Section : Book World
Issue Date : 3 / 1987  4,367 Words
Author : David Hallman

       So much has been speculated and written about the unique vitality and inspiration of modern Southern literature that it might seem redundant to dwell on that achievement now. Still, members of the elder generation of Southern writers like Andrew Lytle or Peter Taylor are gaining new popularity and critical recognition. And as their national reputation grows, one may legitimately ask what peculiar conditions created a cultural climate that could produce, in a financially deprived and socially recalcitrant region, a literature so rich in texture, theme, and stylistic virtuosity that its reputation is still growing today. Andrew Lytle, the real subject of this essay, provides an answer as a quintessentially Southern writer who uses his regional materials and experience to deal with universal themes.

Records »
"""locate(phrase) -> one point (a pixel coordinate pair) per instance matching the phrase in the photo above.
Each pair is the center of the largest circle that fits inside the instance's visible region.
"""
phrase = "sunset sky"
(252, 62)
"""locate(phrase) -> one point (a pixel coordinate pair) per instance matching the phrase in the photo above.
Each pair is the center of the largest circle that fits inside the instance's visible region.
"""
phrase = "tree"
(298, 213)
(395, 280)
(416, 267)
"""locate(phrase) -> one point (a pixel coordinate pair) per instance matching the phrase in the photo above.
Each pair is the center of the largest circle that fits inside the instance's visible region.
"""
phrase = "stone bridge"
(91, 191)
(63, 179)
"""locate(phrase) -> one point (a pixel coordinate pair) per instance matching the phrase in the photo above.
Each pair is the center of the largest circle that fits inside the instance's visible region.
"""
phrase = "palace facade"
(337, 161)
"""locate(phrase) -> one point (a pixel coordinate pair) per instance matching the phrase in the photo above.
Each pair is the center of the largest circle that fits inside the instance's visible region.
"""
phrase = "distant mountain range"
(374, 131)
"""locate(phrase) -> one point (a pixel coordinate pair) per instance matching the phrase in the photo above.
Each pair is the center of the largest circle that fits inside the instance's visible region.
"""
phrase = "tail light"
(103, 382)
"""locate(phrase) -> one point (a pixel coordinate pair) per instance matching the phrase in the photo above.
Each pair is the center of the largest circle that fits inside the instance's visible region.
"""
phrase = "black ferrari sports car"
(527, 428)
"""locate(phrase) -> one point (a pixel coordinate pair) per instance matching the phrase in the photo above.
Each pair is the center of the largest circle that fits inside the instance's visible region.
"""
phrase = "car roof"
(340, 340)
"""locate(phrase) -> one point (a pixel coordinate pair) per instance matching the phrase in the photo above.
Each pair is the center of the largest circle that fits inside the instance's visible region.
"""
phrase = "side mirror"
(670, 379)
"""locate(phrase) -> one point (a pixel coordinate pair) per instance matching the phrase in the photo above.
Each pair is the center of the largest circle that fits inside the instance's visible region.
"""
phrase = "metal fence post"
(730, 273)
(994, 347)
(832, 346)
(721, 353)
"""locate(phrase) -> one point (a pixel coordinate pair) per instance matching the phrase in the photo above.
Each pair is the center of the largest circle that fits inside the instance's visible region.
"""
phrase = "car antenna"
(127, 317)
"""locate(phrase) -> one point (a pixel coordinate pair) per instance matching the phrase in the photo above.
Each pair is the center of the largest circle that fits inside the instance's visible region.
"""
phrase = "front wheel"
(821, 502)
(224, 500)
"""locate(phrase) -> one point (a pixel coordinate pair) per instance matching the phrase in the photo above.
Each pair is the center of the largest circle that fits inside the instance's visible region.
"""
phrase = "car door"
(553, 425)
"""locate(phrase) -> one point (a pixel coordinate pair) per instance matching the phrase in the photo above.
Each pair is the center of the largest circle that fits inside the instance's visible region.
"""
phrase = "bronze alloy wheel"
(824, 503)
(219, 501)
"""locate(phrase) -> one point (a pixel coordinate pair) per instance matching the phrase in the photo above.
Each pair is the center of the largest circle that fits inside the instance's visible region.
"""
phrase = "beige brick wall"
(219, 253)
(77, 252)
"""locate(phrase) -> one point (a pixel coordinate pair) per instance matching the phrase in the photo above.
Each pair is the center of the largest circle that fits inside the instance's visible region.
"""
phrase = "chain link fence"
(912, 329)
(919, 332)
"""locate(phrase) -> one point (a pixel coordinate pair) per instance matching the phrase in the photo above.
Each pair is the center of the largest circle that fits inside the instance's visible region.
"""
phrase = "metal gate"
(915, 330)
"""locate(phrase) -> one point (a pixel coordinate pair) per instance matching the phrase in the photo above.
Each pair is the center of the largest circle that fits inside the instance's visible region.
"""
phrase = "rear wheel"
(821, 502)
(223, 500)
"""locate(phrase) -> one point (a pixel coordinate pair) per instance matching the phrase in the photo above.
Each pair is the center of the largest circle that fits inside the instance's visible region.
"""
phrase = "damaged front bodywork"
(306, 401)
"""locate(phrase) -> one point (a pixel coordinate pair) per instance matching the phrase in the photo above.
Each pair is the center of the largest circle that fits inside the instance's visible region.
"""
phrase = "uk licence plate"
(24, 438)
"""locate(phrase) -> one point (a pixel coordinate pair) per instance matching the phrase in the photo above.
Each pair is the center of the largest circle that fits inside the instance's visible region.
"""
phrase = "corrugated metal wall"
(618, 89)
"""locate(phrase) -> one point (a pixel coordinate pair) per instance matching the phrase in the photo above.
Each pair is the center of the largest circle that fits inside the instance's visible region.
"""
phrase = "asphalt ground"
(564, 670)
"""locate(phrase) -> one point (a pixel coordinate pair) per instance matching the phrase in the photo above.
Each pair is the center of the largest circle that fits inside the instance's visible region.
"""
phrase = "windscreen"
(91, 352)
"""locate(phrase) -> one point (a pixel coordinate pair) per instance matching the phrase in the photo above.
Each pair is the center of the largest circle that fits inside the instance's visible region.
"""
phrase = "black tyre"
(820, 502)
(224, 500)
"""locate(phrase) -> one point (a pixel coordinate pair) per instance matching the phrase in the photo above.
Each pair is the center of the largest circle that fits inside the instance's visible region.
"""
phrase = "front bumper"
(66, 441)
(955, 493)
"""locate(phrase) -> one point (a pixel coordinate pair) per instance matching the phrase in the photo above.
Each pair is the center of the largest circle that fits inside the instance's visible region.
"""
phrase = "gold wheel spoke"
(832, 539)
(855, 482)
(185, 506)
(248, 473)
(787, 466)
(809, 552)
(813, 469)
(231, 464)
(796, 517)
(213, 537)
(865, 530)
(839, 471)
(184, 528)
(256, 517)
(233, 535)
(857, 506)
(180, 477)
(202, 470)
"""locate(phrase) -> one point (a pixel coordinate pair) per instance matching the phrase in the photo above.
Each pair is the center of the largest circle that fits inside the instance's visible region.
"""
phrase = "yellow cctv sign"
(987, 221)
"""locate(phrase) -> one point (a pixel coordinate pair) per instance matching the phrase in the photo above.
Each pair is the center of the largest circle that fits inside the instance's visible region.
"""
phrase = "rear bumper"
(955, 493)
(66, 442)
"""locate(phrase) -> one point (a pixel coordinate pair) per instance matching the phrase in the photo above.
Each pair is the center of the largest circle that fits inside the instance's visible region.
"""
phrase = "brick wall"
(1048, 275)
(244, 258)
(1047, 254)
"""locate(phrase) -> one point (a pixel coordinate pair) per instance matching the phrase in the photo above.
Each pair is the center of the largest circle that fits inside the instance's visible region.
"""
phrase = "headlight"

Request A » Which two members of the elder generation of Southern writers does the passage on Southern literature name?
Request B » Repeat the passage on Southern literature word for word from "Section : Book" to "with universal themes.".

Task response A » Andrew Lytle and Peter Taylor.

Task response B »
Section : Book World
Issue Date : 3 / 1987  4,367 Words
Author : David Hallman

       So much has been speculated and written about the unique vitality and inspiration of modern Southern literature that it might seem redundant to dwell on that achievement now. Still, members of the elder generation of Southern writers like Andrew Lytle or Peter Taylor are gaining new popularity and critical recognition. And as their national reputation grows, one may legitimately ask what peculiar conditions created a cultural climate that could produce, in a financially deprived and socially recalcitrant region, a literature so rich in texture, theme, and stylistic virtuosity that its reputation is still growing today. Andrew Lytle, the real subject of this essay, provides an answer as a quintessentially Southern writer who uses his regional materials and experience to deal with universal themes.